What you need to do:
Carry on the passage below about bumping processes to reconfigure running applications, picking up after its last sentence.

Excerpted passage:
In addition to specifying connectivity at run-time, at any time a new 
process may be started that 'bumps' an old process.  The ability to 
reconnect dynamically allows new configurations of modules without 
the necessity of killing the old configuration and starting a new one.  
Reconfiguring in this manner is important in a shared environment 
to prevent all users from perceiving a "glitch" when the configuration 
is changed.

Bumping is used to re-configure running networks of applications.  
For example, one view controller may be controlling several viewers 
running on various workstations.  After a period of time, a user may 
wish to grab control of his viewer.  By invoking his own view 
controller he is capable of bumping the old view controller and 
taking command of his own viewer.  The other viewer and users are 
unaffected by this re-configuration.

Data rows:
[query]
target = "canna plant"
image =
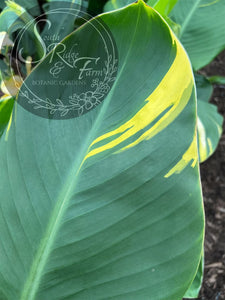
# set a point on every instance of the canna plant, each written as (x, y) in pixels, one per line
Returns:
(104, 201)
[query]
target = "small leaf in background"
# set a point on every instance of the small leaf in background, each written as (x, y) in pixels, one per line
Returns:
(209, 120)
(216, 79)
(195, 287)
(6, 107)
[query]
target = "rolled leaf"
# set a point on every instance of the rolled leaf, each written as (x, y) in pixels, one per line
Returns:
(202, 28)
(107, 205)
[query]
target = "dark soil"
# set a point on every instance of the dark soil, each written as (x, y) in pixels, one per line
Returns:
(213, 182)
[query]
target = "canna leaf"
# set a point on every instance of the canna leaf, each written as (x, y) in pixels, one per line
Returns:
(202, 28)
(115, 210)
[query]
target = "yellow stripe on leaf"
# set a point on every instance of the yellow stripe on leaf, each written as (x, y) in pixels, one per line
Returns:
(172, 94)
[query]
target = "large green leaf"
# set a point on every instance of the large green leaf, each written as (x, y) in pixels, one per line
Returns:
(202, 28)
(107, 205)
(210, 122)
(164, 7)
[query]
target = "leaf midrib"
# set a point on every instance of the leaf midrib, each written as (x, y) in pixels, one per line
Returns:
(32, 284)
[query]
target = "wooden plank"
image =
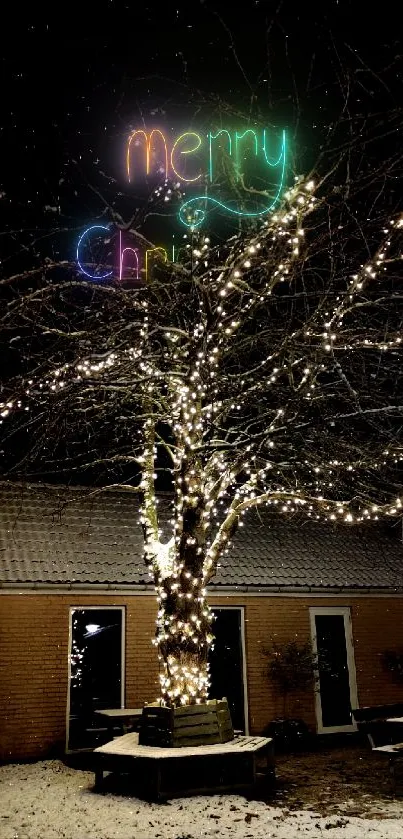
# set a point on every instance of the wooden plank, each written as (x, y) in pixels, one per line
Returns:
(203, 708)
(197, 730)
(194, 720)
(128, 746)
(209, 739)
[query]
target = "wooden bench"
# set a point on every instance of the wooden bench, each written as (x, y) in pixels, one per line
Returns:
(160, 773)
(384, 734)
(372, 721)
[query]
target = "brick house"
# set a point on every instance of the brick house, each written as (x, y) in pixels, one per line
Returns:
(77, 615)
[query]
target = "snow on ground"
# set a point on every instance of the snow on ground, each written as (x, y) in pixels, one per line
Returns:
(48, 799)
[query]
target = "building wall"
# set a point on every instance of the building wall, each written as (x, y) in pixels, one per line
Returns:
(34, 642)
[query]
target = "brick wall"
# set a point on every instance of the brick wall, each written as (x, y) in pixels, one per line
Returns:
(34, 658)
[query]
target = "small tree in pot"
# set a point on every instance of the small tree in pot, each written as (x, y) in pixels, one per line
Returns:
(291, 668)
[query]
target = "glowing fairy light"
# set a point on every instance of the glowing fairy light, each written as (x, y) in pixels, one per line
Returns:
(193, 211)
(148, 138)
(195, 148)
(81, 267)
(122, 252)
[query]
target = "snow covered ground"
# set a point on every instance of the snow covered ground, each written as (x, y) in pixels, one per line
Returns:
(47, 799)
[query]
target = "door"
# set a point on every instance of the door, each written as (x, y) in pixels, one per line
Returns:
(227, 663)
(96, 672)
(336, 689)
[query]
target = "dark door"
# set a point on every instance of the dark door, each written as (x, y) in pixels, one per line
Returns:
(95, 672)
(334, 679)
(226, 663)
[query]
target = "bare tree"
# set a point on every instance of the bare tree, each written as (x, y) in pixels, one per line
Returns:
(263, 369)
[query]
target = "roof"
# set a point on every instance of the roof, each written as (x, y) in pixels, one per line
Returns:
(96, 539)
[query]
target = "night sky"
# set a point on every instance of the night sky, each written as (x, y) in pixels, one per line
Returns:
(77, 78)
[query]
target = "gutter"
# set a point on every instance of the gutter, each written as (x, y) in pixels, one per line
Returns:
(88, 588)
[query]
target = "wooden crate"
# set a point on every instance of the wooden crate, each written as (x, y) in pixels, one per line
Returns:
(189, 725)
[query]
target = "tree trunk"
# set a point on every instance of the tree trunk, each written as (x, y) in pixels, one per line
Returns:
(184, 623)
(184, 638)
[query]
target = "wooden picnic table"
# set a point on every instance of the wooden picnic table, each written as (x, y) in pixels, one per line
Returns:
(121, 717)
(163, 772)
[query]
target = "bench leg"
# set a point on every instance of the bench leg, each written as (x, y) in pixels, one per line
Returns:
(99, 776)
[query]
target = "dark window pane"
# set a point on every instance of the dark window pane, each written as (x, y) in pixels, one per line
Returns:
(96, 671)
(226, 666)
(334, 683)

* * *

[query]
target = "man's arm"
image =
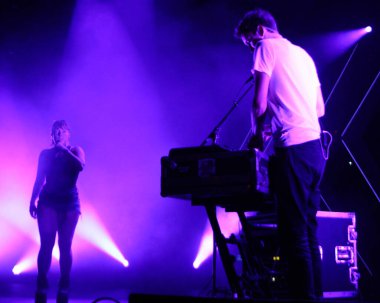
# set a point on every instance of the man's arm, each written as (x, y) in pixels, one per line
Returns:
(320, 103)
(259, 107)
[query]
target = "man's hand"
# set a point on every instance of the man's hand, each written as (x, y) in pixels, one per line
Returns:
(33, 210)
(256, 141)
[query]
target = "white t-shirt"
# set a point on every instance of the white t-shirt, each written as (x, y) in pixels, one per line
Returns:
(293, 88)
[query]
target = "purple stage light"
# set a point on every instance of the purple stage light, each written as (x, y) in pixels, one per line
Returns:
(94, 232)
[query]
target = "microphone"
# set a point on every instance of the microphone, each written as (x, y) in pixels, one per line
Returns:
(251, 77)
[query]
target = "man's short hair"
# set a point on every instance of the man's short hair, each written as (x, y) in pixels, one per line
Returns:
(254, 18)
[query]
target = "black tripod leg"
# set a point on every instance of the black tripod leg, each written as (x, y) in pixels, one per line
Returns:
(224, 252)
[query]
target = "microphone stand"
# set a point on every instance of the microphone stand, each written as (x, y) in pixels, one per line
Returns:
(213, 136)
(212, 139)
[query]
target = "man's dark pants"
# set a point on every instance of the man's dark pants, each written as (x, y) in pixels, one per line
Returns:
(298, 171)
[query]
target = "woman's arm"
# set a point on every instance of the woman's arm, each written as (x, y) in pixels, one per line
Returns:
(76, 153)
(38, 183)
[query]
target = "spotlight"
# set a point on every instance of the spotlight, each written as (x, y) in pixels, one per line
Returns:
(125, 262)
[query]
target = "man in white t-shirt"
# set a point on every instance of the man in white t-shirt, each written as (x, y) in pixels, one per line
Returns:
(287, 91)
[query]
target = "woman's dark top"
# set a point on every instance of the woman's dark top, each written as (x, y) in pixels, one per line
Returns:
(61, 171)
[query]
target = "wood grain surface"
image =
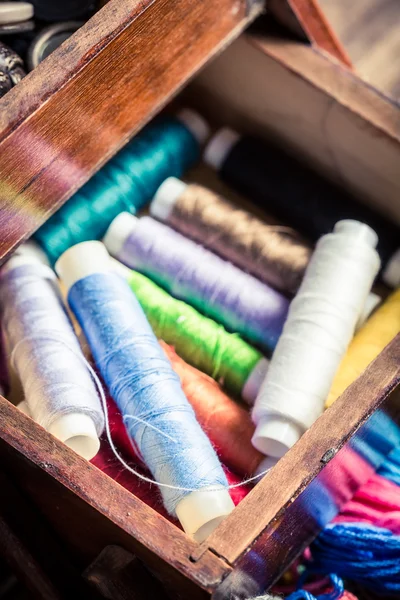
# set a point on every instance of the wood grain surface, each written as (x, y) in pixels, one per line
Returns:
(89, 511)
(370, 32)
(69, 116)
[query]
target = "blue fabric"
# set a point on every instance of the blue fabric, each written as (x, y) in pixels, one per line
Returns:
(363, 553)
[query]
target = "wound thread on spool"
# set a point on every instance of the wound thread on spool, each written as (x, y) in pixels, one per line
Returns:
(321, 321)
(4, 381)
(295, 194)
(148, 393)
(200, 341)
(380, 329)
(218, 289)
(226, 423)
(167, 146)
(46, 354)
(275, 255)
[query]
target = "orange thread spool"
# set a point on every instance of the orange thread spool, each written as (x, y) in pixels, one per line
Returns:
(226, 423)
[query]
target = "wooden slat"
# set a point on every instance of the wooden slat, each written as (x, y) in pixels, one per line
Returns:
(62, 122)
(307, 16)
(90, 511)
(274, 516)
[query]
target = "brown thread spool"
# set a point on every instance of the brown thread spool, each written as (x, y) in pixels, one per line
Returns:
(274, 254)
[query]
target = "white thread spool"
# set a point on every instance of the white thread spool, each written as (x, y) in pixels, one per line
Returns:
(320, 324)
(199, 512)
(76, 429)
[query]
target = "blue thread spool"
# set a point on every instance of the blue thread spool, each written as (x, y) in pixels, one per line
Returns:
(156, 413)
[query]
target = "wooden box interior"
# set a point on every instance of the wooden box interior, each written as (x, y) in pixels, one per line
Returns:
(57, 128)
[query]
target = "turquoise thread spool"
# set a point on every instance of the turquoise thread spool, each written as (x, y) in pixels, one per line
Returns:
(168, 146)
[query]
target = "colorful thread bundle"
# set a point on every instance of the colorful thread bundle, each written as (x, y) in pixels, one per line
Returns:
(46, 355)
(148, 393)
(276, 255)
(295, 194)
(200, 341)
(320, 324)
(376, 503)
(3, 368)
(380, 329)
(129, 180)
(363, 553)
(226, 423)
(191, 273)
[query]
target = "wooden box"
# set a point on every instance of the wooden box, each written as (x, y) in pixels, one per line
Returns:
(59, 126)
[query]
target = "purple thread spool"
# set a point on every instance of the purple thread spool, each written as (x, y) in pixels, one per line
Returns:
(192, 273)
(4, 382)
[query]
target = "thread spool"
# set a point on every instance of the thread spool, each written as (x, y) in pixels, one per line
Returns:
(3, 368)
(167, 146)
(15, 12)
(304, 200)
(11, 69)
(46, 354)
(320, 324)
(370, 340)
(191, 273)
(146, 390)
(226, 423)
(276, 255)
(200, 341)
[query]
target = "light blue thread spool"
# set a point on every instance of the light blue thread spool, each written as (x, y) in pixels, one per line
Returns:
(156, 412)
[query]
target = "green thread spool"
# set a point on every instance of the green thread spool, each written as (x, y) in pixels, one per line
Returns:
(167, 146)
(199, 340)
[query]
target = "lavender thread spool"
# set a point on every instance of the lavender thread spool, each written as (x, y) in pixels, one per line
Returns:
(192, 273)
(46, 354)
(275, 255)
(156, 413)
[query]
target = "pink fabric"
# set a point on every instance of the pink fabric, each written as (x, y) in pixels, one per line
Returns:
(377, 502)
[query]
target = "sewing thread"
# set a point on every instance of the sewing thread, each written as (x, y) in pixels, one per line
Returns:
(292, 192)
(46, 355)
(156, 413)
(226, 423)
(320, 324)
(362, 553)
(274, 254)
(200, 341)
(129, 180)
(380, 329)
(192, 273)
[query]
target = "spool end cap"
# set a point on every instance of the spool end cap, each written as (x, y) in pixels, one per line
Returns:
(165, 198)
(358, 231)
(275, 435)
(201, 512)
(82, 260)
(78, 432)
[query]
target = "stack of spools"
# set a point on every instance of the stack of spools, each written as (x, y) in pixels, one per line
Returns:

* * *

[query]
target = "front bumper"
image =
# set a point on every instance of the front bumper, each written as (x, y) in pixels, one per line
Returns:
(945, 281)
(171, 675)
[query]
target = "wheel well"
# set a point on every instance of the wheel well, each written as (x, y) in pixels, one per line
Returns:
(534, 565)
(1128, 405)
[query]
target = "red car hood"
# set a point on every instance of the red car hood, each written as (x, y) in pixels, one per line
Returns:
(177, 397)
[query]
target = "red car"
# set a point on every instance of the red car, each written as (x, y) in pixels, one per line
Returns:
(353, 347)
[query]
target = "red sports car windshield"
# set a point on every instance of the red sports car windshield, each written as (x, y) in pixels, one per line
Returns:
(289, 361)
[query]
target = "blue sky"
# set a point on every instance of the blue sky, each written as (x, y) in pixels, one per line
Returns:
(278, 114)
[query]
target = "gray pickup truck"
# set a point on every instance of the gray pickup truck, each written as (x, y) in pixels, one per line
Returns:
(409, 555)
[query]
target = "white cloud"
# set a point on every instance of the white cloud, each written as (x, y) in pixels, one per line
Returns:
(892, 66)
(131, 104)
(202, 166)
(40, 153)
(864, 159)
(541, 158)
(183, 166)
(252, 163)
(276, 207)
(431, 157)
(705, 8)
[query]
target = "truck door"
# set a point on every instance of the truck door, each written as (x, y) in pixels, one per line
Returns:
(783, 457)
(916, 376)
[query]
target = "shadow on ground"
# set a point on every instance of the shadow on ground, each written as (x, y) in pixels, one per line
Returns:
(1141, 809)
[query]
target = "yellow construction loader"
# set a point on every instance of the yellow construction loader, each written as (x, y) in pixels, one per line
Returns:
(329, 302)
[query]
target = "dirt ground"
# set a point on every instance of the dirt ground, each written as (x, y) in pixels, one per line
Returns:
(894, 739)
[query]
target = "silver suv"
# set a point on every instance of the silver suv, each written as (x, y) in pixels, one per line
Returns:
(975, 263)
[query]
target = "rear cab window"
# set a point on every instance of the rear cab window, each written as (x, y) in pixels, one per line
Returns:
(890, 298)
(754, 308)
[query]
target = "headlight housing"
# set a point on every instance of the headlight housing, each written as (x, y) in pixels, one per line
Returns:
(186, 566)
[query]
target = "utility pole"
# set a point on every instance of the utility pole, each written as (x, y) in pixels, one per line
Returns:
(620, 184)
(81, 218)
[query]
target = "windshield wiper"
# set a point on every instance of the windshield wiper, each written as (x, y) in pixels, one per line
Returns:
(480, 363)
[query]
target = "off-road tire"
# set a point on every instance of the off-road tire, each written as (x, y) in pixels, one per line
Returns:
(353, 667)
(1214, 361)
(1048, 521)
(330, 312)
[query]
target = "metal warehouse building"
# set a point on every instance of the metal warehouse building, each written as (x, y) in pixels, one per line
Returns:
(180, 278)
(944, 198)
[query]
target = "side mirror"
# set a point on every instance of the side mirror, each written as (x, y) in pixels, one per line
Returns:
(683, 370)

Response:
Standard DTM Routines


int DTMmakeInPort( portname )
char	*portname;

DTMmakeInPort creates an input port.  Portname is pointer to a string with 
the format 'hostname:port'.  'Hostname' is optional and will always be replaced 
with the local host's name.  Portname represent the address where the system 
will listen for incoming messages.  If portname is ':0' then the system will 
assign the TCP port number, the value can be retrieved with 
DTMgetPortAddr (see below).

If DTMmakeInPort suceeds, it returns a portid.  The portid is a small integer 
used to refer to the port in all subsequent DTM calls.  If there is any problem 
DTMmakeInPort will return DTMERROR.

Possible errors are returned by DTMmakeInPort:
	DTMNOPORT		No more open DTM ports.
	DTMMEM			Insufficient memory for port.
	DTMHUH			Illegal port name.


int DTMmakeOutPort( portname )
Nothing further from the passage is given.